[Records for the exercise]:

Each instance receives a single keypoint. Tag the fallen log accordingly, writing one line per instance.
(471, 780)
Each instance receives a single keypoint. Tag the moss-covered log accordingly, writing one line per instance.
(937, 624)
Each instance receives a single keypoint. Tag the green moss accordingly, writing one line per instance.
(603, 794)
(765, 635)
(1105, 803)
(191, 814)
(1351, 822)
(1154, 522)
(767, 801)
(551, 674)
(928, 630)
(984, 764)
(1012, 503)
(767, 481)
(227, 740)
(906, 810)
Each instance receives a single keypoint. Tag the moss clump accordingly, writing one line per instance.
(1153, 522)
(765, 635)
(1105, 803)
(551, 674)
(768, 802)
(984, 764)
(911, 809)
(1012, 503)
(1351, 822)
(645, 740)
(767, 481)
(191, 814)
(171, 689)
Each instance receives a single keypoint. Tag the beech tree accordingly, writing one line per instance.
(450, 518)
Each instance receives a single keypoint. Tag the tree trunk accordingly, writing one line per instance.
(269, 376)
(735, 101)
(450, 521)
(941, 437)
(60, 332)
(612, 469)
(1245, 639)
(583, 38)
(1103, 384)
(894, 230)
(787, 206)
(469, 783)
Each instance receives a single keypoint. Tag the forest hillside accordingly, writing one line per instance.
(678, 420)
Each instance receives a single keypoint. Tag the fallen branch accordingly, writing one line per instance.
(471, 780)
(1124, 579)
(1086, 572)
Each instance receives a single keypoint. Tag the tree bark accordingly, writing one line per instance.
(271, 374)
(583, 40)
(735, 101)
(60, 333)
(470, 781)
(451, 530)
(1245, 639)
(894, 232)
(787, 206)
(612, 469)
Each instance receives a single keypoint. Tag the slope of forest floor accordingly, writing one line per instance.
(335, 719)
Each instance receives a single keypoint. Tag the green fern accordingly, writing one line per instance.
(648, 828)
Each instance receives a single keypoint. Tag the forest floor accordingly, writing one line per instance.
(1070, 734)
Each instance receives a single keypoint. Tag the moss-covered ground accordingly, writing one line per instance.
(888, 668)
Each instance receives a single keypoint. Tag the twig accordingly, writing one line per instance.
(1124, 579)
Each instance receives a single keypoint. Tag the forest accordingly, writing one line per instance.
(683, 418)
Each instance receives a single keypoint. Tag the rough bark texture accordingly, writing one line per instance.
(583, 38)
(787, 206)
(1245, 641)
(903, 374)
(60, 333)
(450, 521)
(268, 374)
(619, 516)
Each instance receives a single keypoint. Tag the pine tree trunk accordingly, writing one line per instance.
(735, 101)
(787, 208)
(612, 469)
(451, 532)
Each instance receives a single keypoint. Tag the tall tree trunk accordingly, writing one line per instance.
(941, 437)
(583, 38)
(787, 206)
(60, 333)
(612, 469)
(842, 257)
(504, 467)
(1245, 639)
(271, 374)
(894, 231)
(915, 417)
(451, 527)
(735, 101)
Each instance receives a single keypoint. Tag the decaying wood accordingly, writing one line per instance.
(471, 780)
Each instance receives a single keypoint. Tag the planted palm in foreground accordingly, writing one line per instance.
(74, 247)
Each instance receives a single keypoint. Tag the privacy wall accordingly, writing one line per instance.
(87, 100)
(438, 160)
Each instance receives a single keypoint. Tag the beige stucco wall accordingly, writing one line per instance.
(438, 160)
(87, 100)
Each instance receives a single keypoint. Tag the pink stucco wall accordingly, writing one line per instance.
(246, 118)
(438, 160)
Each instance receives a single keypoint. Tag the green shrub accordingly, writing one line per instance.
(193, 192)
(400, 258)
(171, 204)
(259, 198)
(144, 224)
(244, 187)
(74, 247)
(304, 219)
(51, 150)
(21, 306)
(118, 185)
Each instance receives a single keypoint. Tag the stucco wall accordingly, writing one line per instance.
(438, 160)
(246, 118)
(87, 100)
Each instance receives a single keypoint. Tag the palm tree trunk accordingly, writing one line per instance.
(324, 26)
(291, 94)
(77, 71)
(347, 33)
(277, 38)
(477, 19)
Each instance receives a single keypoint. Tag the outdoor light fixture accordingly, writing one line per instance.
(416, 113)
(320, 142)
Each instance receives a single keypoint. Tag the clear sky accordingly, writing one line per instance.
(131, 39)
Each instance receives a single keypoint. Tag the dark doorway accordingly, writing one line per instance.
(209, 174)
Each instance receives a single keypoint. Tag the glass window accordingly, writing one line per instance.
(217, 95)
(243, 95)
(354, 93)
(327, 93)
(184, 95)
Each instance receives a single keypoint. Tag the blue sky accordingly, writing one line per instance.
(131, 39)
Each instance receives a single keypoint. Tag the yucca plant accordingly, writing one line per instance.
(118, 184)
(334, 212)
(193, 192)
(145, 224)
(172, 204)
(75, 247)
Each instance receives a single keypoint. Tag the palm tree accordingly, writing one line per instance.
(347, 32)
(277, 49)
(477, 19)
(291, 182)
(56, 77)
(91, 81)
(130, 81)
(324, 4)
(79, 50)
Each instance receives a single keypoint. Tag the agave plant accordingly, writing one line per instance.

[Stated exercise]: Output the records exactly, including every line.

[Exercise output]:
Each instance receives a single keypoint. Tag the fallen log accordingly, writing one line per instance.
(471, 780)
Each instance receives a single keypoint. Tag the moss-covered log accordingly, writing one line per instance.
(937, 624)
Each instance receives a single keypoint. Tag the green moss accordingly, writing one line per instance.
(603, 794)
(765, 635)
(1105, 803)
(191, 814)
(1351, 822)
(1154, 522)
(767, 801)
(551, 674)
(928, 630)
(984, 764)
(1012, 503)
(767, 481)
(227, 740)
(906, 810)
Each instance receives a single keypoint. Tag the moss clump accordingly, writing one line per instance.
(1153, 522)
(765, 635)
(1105, 803)
(551, 674)
(768, 802)
(984, 764)
(911, 809)
(1012, 503)
(1351, 822)
(645, 740)
(767, 481)
(191, 814)
(171, 689)
Each instance receives a single keypoint. Tag the beech tree accordingly, writing one line per instance.
(450, 518)
Each instance receives a single keypoint. Tag the tree trunk accordingly, writing one line per instance.
(269, 376)
(735, 101)
(450, 521)
(941, 437)
(60, 332)
(612, 469)
(1245, 639)
(583, 38)
(1103, 384)
(894, 230)
(787, 206)
(469, 783)
Each instance receives a single keypoint. Tag the forest hillside accordingly, writing one line per instance.
(678, 420)
Each instance receives a single keypoint. Tag the fallen branch accordingly, writing one line per instance.
(471, 780)
(1124, 579)
(1086, 572)
Each instance receives a single keypoint. Tag the tree bark accordingly, writing one line per instance.
(271, 374)
(583, 40)
(735, 101)
(60, 333)
(470, 781)
(451, 530)
(1245, 639)
(894, 232)
(787, 206)
(612, 469)
Each instance receives a single keypoint. Tag the slope of forest floor accordingly, writing one line per instance.
(335, 719)
Each instance receives a single keypoint. Tag the green fern accordingly, writing one line per instance.
(648, 828)
Each instance receives a single keypoint. Tag the forest floor accordingly, writing one line per instance.
(1070, 734)
Each instance receives a single keypoint. Tag the moss-covered ground accordingly, writing one line per instance.
(888, 668)
Each instance receives a single keypoint. Tag the twig accordingly, writing one line per instance.
(1124, 579)
Each instance receives a single keypoint. Tag the forest accordingly, writing one line per instance.
(683, 418)
Each instance receives a single keypoint. Tag the rough bark texture accordingly, writing one line per instance.
(583, 38)
(787, 206)
(1245, 641)
(903, 374)
(60, 333)
(450, 521)
(268, 374)
(619, 516)
Each instance receives a single keypoint. Tag the pine tree trunk accordingly, writing one line per instance.
(735, 101)
(787, 208)
(612, 469)
(451, 532)
Each instance receives a single keypoint. Tag the tall tree trunk accordingly, writing one line per instance.
(941, 437)
(583, 38)
(787, 206)
(60, 333)
(612, 469)
(842, 257)
(504, 467)
(1245, 639)
(271, 374)
(894, 231)
(915, 417)
(451, 527)
(735, 101)
Each instance receives a single keypoint. Tag the decaying wood accordingly, writing one line per instance.
(471, 780)
Each instance receives a single keypoint. Tag the planted palm in foreground accordingly, writing one line per instance.
(74, 247)
Each instance receives a single keypoint. Tag the privacy wall accordingly, writing one line per instance.
(87, 100)
(438, 160)
Each instance receives a single keypoint. Tag the beige stucco wall accordingly, writing one line per instance.
(438, 160)
(87, 100)
Each instance receives a single keypoint. Tag the pink stucco wall accordingly, writing one line per instance.
(246, 118)
(438, 160)
Each instance receives a single keypoint. Tag the green shrub accordingly, writing one line per instance.
(193, 192)
(400, 258)
(171, 204)
(259, 198)
(144, 224)
(244, 187)
(74, 247)
(304, 219)
(51, 150)
(21, 306)
(118, 185)
Each instance receives a single keypoint. Tag the stucco wall accordingly, writing one line per instance.
(438, 160)
(246, 118)
(87, 100)
Each instance receives a single keypoint. Tag the palm tree trunk accordingly, writing one line per instance.
(324, 26)
(291, 94)
(77, 71)
(347, 33)
(277, 38)
(477, 19)
Each instance receives a single keypoint. Tag the outdoor light fixture accordingly, writing one line per instance.
(416, 113)
(320, 142)
Each instance receives a single keypoint. Tag the clear sky accordingly, writing one line per instance.
(131, 39)
Each instance receives a single keypoint. Tag the dark doorway accordingly, writing one line per instance.
(209, 174)
Each instance receives a single keypoint. Tag the glass window accordingly, writing one line per instance.
(217, 95)
(243, 95)
(354, 93)
(327, 93)
(184, 95)
Each instance receives a single keypoint. Tag the blue sky accordingly, writing one line per instance.
(131, 39)
Each instance receives a single keypoint. Tag the yucca plant accordingly, writing one line per instance.
(118, 184)
(334, 212)
(193, 192)
(145, 224)
(172, 204)
(75, 247)
Each instance receives a single keypoint. Tag the palm tree accordingly, writing one line per instance.
(347, 32)
(277, 49)
(477, 19)
(291, 182)
(56, 77)
(91, 81)
(130, 81)
(324, 4)
(79, 50)
Each instance receives a single keypoint. Tag the agave plant accordingly, writing one line per instance.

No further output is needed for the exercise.